◆ SELECTED PASSAGE
********
Well, they saw it. They knew it was up there. And it was there for all to see because, naturally, you can always see through crystal.
It’s clear. You see, people really think like that! And they see things if they’re hypnotized into seeing them.
Now then, if you take the suggestion away, then they won’t [interruption] anymore. Or conversely, if you have the idea of a number system which is only 1, 2, 3, many, nobody can see four things. They will see something that other people call four, but they won’t see four, they will just see many.
And four will be as many as five. They might begin, then, to have a concept of a “little many” and a “big many” and a “middle many.” That’s three again. They won’t be able to get “little many,” “not so little many,” “rather large many,” “very big many.” See, they won’t be able to do that so long as their number system is 1, 2, 3, many.
So then, it can never be a fact for such a person that a room has four corners. It has many corners, or else three. But once you’ve got the idea of “four,” then you can see that it has four corners.
When I see the sun rising, I know that the sun isn’t moving but the Earth is turning. One has traveled enough in aeroplanes to see that for one’s self. And the the question, now, is this: if someone believes that the sun is rising and the Earth is still, when he looks at the sun rise, is he seeing the same thing I’m seeing?
********
◆ STORED DATA

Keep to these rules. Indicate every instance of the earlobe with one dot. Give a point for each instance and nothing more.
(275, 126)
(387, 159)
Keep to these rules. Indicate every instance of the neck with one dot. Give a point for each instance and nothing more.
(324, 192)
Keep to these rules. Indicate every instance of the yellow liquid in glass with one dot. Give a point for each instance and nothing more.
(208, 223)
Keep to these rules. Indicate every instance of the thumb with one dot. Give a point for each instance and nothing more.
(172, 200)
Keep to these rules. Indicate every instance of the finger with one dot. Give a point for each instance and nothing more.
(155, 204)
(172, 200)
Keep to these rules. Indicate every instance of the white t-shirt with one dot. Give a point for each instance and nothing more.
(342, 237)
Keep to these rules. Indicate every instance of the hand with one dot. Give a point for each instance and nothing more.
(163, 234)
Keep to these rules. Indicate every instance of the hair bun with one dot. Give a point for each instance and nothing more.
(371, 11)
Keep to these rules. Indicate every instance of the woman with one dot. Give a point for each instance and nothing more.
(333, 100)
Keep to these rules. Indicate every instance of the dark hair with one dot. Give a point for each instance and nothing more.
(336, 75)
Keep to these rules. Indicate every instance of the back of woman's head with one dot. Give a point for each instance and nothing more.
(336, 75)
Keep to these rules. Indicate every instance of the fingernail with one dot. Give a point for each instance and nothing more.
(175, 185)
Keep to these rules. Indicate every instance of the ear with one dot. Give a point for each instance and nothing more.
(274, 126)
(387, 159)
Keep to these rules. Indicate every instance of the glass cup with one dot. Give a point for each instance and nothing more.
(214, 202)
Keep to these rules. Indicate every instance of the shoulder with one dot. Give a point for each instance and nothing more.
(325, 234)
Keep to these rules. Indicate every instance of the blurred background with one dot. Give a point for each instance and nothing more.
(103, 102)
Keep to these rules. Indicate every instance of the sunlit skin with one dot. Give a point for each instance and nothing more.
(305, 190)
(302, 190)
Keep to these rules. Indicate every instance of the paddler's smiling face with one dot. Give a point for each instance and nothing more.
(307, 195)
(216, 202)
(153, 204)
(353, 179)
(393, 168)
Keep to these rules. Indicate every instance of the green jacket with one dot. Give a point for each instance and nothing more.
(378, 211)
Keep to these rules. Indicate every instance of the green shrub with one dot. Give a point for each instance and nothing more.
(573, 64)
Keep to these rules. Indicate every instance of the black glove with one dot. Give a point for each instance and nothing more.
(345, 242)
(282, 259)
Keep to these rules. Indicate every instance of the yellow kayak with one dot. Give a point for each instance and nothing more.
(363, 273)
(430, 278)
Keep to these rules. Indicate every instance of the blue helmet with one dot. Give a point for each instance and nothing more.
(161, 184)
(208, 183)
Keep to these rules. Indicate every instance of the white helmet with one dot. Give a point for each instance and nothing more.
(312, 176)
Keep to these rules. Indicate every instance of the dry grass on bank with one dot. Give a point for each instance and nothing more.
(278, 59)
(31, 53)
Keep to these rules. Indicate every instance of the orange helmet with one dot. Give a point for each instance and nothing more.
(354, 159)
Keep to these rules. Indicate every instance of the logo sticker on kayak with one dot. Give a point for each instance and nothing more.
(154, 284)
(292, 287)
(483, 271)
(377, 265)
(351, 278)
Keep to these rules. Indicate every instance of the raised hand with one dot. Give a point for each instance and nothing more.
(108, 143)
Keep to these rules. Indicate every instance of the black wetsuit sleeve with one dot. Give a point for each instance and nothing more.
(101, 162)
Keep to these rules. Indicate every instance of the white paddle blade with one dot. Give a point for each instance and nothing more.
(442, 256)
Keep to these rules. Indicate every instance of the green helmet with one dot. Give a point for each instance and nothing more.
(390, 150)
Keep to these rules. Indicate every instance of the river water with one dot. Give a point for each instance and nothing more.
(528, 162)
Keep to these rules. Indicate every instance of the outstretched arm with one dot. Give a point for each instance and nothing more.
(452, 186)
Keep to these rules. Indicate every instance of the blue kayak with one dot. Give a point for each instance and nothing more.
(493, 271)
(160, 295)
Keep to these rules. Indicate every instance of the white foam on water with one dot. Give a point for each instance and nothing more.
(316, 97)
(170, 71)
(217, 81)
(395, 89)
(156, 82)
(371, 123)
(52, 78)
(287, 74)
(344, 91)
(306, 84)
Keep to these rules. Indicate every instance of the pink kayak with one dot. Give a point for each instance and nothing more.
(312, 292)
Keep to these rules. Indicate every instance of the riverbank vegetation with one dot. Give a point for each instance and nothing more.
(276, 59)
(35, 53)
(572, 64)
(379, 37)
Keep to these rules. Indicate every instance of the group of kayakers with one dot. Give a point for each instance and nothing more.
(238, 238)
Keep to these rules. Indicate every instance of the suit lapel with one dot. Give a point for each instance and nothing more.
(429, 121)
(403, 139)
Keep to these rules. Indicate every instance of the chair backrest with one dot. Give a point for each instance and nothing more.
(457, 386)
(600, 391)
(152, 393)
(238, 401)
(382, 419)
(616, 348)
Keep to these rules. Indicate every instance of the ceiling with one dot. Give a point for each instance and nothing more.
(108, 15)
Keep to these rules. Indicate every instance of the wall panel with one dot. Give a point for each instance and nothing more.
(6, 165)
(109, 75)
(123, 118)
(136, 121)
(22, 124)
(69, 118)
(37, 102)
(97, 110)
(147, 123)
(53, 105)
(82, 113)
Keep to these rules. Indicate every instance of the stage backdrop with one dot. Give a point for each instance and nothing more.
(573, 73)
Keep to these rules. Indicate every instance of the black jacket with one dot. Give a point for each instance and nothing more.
********
In the passage about seeing and number systems, how many corners can a room have for a person whose number system is only 1, 2, 3, many?

◆ SOLUTION FOR THIS EXERCISE
It has many corners, or else three.